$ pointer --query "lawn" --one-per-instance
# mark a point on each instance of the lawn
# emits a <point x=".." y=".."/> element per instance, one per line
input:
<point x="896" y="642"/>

-------

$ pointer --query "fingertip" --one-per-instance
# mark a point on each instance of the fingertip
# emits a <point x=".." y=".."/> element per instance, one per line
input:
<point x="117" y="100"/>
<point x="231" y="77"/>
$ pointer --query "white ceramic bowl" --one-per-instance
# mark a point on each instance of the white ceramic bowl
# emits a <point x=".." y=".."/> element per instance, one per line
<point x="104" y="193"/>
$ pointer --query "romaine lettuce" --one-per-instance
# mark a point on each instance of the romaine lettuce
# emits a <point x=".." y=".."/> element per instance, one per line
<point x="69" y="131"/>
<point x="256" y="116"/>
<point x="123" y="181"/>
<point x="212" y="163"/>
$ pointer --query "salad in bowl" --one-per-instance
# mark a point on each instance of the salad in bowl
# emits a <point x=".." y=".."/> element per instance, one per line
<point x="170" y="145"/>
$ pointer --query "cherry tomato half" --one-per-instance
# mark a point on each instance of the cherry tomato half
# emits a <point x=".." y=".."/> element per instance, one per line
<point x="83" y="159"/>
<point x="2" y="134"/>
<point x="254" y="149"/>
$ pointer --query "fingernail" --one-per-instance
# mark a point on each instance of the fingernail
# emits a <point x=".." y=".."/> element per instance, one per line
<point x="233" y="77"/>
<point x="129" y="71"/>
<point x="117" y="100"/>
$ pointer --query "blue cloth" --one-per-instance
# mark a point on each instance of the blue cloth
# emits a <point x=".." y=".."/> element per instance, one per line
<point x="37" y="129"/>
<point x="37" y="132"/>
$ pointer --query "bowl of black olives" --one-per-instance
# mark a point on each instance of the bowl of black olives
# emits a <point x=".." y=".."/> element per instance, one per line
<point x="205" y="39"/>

-------

What you have to do
List each line of the items above that contains the string "lawn". The match is case-sensitive.

Expected output
$ pointer --query "lawn" --one-per-instance
# mark a point on each instance of the lawn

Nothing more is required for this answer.